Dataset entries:
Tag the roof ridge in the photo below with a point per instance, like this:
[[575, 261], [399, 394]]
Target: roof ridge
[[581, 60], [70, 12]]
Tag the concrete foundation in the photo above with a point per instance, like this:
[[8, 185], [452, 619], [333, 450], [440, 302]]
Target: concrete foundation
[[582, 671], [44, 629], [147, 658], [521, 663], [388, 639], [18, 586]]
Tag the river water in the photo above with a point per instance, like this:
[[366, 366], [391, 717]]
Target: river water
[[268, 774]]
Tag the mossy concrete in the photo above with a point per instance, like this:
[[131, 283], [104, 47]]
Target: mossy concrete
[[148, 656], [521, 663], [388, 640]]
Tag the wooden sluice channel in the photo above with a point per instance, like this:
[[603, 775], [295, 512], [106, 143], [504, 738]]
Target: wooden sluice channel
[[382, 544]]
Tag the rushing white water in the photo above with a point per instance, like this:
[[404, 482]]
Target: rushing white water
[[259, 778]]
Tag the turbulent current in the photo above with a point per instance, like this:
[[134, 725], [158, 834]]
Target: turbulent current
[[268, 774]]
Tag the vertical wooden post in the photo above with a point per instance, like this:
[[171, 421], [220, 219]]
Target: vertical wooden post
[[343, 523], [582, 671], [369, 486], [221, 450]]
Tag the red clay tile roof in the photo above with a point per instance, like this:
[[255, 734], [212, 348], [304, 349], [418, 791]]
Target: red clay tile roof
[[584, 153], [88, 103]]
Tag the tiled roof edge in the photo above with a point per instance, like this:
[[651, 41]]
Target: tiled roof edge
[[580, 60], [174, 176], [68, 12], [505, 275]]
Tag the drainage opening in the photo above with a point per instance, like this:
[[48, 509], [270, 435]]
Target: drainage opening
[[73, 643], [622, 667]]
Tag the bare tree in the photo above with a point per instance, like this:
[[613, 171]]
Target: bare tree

Goal of the exercise:
The records need to be reproduced in their entirety, word for word.

Finished exercise:
Tag the roof ridge in the photo below with a point per instance, like this:
[[575, 261], [399, 394]]
Target: roof ridge
[[581, 60], [70, 12]]
Tag the concrete foundation in the photo above with a point per instance, like this:
[[8, 185], [452, 619], [333, 450], [440, 302]]
Target: concrete foundation
[[582, 671], [44, 629], [147, 658], [521, 663], [388, 639], [18, 586]]
Tag the river water in the photo above with a point per instance, like this:
[[366, 366], [391, 717]]
Target: river water
[[268, 774]]
Tag the mossy concrete in the photo above with a point per instance, like this:
[[131, 283], [104, 47]]
Target: mossy concrete
[[148, 656], [521, 663], [388, 640]]
Tag the wooden sluice channel in the photo above with a point per instance, like this:
[[603, 775], [295, 512], [106, 143], [504, 738]]
Target: wooden sluice channel
[[382, 544]]
Tag the rushing white water in the photo above with a point per instance, like this:
[[404, 482]]
Target: rushing white water
[[259, 778]]
Tag the turbulent current in the photo above with a point per instance, like this:
[[134, 725], [158, 834]]
Target: turbulent current
[[268, 774]]
Tag the vertical wooden post in the photo above with a point per instance, like this:
[[171, 421], [220, 219]]
Target: vertical wooden post
[[343, 523], [582, 671], [369, 486], [221, 450]]
Tag the red clay tile roof in the photo above with a point per instance, like this:
[[255, 734], [212, 348], [304, 349], [418, 791]]
Target: red clay tile roof
[[584, 153], [88, 103]]
Tag the tiled roof edge in the photo above with a point per instance, like this:
[[651, 41]]
Target: tiled roof edge
[[580, 60], [174, 176], [68, 12], [505, 275]]
Tag the drainage opening in the photo above with a point per instance, like this:
[[48, 509], [270, 435]]
Target: drainage opening
[[73, 643], [622, 667]]
Tag the bare tree in the photo above with a point per instance, like this:
[[613, 171]]
Target: bare tree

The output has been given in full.